** EXERCISE **
Copy the material below line for line without changing anything, but leave out the pictures.

** RECORDS FOR THE EXERCISE **
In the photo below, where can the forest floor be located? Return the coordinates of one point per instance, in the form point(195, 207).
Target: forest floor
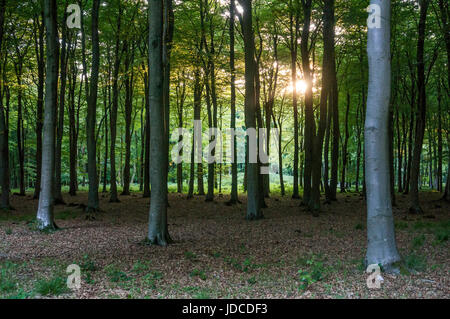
point(217, 254)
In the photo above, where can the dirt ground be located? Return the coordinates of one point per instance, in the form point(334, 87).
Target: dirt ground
point(217, 254)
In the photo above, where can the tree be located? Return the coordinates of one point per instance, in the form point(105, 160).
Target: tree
point(46, 203)
point(381, 244)
point(93, 202)
point(157, 229)
point(4, 149)
point(253, 201)
point(234, 192)
point(420, 112)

** OUTPUT **
In the photo below, where can the forest floor be located? Return the coordinates of one point per instance, in the form point(195, 207).
Target: forest floor
point(217, 254)
In the photo above, where can the dirt ground be located? Return the coordinates of one point per instance, in the form point(334, 87).
Target: dirt ground
point(217, 254)
In the photo above, where can the tree be located? Return the coordinates of one point per instance, in the form point(105, 160).
Target: tree
point(46, 203)
point(381, 244)
point(93, 202)
point(157, 229)
point(4, 149)
point(253, 201)
point(234, 192)
point(420, 112)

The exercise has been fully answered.